_Given entries:_
....

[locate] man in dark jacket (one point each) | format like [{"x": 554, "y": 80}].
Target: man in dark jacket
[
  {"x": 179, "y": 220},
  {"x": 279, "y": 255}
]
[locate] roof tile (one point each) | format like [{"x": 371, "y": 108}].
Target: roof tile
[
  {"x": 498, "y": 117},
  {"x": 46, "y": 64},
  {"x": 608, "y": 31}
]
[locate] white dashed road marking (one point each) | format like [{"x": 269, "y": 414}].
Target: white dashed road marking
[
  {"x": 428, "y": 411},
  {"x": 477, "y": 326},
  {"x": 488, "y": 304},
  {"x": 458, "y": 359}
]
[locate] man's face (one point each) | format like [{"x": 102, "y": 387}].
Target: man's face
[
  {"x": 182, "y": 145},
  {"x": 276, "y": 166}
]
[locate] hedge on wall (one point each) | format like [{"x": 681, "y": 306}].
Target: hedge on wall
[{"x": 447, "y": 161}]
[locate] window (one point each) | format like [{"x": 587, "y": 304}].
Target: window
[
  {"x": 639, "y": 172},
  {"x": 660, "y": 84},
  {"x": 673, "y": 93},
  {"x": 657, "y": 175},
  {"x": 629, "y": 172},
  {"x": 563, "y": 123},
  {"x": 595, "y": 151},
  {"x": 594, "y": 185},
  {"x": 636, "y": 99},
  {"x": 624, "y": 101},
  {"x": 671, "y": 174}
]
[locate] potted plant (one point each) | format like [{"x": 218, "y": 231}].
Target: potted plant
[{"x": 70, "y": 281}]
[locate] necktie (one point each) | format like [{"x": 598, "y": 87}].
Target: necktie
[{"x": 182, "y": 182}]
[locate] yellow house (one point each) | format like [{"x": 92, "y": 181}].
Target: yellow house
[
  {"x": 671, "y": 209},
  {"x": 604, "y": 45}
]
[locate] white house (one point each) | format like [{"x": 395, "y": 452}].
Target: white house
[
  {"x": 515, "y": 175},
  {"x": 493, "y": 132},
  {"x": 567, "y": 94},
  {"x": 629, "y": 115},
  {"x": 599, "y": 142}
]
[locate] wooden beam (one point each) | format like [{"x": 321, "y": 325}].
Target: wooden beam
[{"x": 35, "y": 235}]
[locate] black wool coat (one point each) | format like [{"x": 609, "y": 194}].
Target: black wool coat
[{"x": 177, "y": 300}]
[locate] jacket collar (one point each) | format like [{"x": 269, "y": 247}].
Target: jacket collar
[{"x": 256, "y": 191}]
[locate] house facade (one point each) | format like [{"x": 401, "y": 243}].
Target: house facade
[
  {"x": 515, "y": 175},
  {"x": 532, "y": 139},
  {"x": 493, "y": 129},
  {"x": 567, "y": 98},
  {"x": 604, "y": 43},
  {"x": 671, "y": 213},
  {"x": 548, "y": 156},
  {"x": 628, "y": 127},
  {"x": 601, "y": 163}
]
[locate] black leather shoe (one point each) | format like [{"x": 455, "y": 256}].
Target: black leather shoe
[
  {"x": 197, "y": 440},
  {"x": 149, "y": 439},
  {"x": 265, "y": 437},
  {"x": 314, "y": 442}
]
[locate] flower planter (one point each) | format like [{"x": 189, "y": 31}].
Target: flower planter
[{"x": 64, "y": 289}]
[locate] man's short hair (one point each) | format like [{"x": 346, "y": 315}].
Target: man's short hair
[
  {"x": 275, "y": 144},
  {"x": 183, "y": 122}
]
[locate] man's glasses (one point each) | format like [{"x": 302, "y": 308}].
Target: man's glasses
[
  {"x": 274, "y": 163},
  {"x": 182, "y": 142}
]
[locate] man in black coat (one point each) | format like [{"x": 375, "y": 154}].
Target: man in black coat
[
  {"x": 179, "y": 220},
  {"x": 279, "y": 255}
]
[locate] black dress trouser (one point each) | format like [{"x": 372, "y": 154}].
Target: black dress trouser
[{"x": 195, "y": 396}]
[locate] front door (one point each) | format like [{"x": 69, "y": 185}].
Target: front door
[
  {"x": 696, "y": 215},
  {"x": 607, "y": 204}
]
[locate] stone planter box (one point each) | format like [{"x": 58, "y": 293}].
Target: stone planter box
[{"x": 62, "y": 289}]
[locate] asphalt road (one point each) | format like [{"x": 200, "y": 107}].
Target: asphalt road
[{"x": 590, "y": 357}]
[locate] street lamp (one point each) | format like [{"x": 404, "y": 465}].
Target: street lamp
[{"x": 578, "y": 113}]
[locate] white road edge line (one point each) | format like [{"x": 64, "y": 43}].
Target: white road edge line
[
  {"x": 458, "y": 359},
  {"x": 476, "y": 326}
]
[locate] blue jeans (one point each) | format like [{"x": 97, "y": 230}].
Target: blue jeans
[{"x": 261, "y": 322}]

....

_Exercise prompt:_
Copy every line above, from first to last, with no change to any character, space, or line break.

_Expected answer:_
[locate] man in dark jacket (one point each) | format like [{"x": 554, "y": 80}].
Target: man in dark jacket
[
  {"x": 179, "y": 220},
  {"x": 279, "y": 255}
]
[locate] roof tile (one point each) | format like [{"x": 371, "y": 108}].
Target: roof tile
[
  {"x": 498, "y": 117},
  {"x": 46, "y": 64},
  {"x": 608, "y": 31}
]
[locate] white dashed road marking (one point each) | format like [{"x": 269, "y": 414}].
Target: white dashed road marking
[
  {"x": 428, "y": 411},
  {"x": 477, "y": 326},
  {"x": 488, "y": 304},
  {"x": 458, "y": 359}
]
[locate] man's face (one point each) | format like [{"x": 102, "y": 387}].
Target: man's face
[
  {"x": 182, "y": 145},
  {"x": 276, "y": 166}
]
[locate] hedge on wall (one point each) | format like [{"x": 681, "y": 306}].
Target: hedge on wall
[{"x": 447, "y": 161}]
[locate] window (one point each) | format like [{"x": 587, "y": 304}].
Target: window
[
  {"x": 639, "y": 172},
  {"x": 660, "y": 84},
  {"x": 673, "y": 93},
  {"x": 657, "y": 175},
  {"x": 629, "y": 172},
  {"x": 563, "y": 123},
  {"x": 595, "y": 151},
  {"x": 594, "y": 185},
  {"x": 636, "y": 99},
  {"x": 624, "y": 101},
  {"x": 671, "y": 174}
]
[locate] potted plant (one point each) | format like [{"x": 218, "y": 231}].
Target: potted plant
[{"x": 70, "y": 281}]
[locate] necktie (one point each) | format like [{"x": 598, "y": 87}].
Target: necktie
[{"x": 182, "y": 182}]
[locate] yellow house (one point each) | format like [{"x": 92, "y": 181}].
Target: yellow house
[
  {"x": 671, "y": 209},
  {"x": 604, "y": 45}
]
[locate] white house (one point each) | format like [{"x": 395, "y": 452}].
Target: white house
[
  {"x": 515, "y": 175},
  {"x": 493, "y": 132},
  {"x": 567, "y": 94},
  {"x": 629, "y": 115},
  {"x": 599, "y": 142}
]
[locate] wooden beam (one point each) | format like [{"x": 321, "y": 325}].
Target: wooden beam
[{"x": 35, "y": 235}]
[locate] black wool coat (one point each) | format like [{"x": 609, "y": 194}].
Target: black wool coat
[{"x": 177, "y": 300}]
[locate] jacket collar (one point each) | format like [{"x": 269, "y": 247}].
Target: jacket collar
[{"x": 256, "y": 191}]
[locate] house facade (one point each) | format like [{"x": 401, "y": 243}].
Target: house facade
[
  {"x": 515, "y": 175},
  {"x": 532, "y": 139},
  {"x": 493, "y": 129},
  {"x": 567, "y": 98},
  {"x": 604, "y": 43},
  {"x": 671, "y": 213},
  {"x": 548, "y": 156},
  {"x": 628, "y": 127},
  {"x": 601, "y": 163}
]
[locate] black leather shoe (one point each) | format like [{"x": 455, "y": 256}].
Target: black leather shoe
[
  {"x": 197, "y": 440},
  {"x": 149, "y": 439},
  {"x": 265, "y": 437},
  {"x": 314, "y": 442}
]
[locate] flower planter (one point each) | format like [{"x": 189, "y": 31}].
Target: flower planter
[{"x": 64, "y": 289}]
[locate] man's short hair (one point each) | format like [{"x": 346, "y": 315}].
Target: man's short hair
[
  {"x": 275, "y": 144},
  {"x": 183, "y": 122}
]
[locate] man's glasses (one point each) | format like [{"x": 302, "y": 308}].
Target: man's glasses
[
  {"x": 274, "y": 163},
  {"x": 182, "y": 142}
]
[locate] man in black coat (one point each) | format like [{"x": 375, "y": 154}].
Target: man in black coat
[
  {"x": 179, "y": 220},
  {"x": 279, "y": 255}
]
[locate] black dress trouser (one point each) | format like [{"x": 372, "y": 154}].
Target: black dress trouser
[{"x": 195, "y": 396}]
[locate] front door (one point each) | format like [{"x": 69, "y": 185}].
Target: front door
[
  {"x": 696, "y": 215},
  {"x": 607, "y": 204}
]
[locate] stone planter box (one point each) | format like [{"x": 58, "y": 293}].
Target: stone planter box
[{"x": 62, "y": 289}]
[locate] asphalt road (one point each) | format like [{"x": 200, "y": 107}].
Target: asphalt road
[{"x": 590, "y": 357}]
[locate] street lamp (one point each) | format like [{"x": 404, "y": 465}].
Target: street lamp
[{"x": 578, "y": 113}]
[locate] white road edge line (one point each) | format like [{"x": 64, "y": 43}].
Target: white road edge line
[
  {"x": 458, "y": 359},
  {"x": 476, "y": 326}
]
[locate] blue jeans (one point each) | format like [{"x": 97, "y": 230}].
Target: blue jeans
[{"x": 261, "y": 322}]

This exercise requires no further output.